╭─ GIVEN PASSAGE

Urban residents confront health issues that are multifaceted, complex and oftentimes unique. That was the major takeaway from a conference entitled “Topics in Urban Health: News Findings & Approaches” held at the Robeson Student Center at the Rutgers University School of Public Health in Newark.
Among the speakers at Thursday’s event were Lt. Gov. Sheila Oliver, Shereef Elnahal, commissioner, New Jersey Department of Health; Leslie Cantor, chair, Department of Urban-Global Public Health, Rutgers School of Public Health; and Perry Halkitis, dean of the Rutgers School of Public Health.
Elnahal told attendees his department is focused on increasing access to care and support services to help city residents improve their maternal and child health.
“The reduction of disparities across racial and ethnic groups, as well as geographic areas in the state, is a key priority of the Murphy administration,” he said. “We are committed to increasing access to care to reduce health inequities across the state.”
He said one area of particular concern is infant mortality, and pointed to statistics on black mothers and infants he called “shocking.”
According to Elnahal, black moms in New Jersey are almost four times more likely to die of a maternal-related cause than whites. He also noted for the last 25 years, the infant mortality rate for black infants has been more than three times that of whites, with the highest incidence occurring in urban areas.
He said that the problem can be linked to mental health, distress and a lack of access to prenatal care. Lead exposure, he said, was also a factor.
Elnahal said the health department has amended its rules to require local health agencies to intervene earlier when a child is identified with an elevated blood-lead level of five or more micrograms per deciliter.
In addition, the department awarded 24 local health agencies $8.2 million to do lead testing and environmental interventions, hire staff and provide case management services.
Regarding sexually transmitted diseases, minority communities in the state also are disproportionately affected, Elnahal said.
While blacks comprise 15 percent of the state’s total population, they represent 5 percent of those currently living with HIV/AIDS.
As a result, Elnahal said, the health department focuses many of its testing and treatment resources on urban areas, funding agencies in the inner cities for HIV/AIDS prevention, education, care and treatment.
“We recognize that these are the areas where we may have the greatest impact,” he said. “Many of these areas have local health departments that are active in conducting disease investigation follow-up and outreach to their communities.”
Oliver offered attendees a chronology dating back to the 1960s when black physicians were unable to practice in the region’s hospitals.
“Establishing the old [University of Medicine and Dentistry of New Jersey] … was important to this community because we viewed it as a way to begin to equalize health care delivery,” she told NJBIZ. “As a result, many of the graduates of this school established practices, got involved in civic engagement and helped narrow down that system of disparity in health care.”
Oliver said it’s vital for medical schools and allied health schools to be supported and form strong relationships with Federally Qualified Health Centers.
“You heard the commissioner talk about how infant mortality, substance abuse and addiction are still issues that we have to grapple with, along with diabetes, mental health, asthmatic and respiratory diseases. These are the things we have to tackle.”

╰─
╭─ SOURCE MATERIAL

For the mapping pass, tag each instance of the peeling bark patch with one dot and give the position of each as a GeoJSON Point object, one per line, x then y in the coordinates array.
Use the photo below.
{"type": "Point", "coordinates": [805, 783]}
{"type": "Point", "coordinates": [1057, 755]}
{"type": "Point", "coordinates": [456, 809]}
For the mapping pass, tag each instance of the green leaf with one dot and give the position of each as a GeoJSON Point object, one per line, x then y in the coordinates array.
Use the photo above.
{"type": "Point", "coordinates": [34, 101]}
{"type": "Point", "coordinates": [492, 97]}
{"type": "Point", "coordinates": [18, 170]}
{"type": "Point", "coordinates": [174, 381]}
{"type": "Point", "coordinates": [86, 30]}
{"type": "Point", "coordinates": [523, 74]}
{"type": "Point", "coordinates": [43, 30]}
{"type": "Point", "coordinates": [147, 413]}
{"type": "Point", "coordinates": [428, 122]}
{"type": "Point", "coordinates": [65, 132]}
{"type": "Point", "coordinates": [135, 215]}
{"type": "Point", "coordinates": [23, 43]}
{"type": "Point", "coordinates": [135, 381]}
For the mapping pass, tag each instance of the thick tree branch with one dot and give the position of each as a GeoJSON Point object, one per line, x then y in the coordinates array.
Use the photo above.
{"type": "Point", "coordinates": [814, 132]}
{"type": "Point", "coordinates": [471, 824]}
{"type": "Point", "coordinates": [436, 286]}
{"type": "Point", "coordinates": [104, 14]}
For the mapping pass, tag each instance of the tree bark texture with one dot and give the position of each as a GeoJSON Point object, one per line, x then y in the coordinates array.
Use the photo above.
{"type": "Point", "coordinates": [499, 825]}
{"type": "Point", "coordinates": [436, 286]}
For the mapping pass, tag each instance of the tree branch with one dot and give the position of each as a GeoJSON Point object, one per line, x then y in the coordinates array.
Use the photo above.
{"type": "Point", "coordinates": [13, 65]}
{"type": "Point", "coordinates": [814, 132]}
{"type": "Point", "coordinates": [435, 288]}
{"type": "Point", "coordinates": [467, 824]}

╰─

> ABOUT THIS TASK: According to the article on the urban health conference, how much money did the New Jersey Department of Health award, and to how many local health agencies?

> ANSWER SECTION: $8.2 million to 24 local health agencies.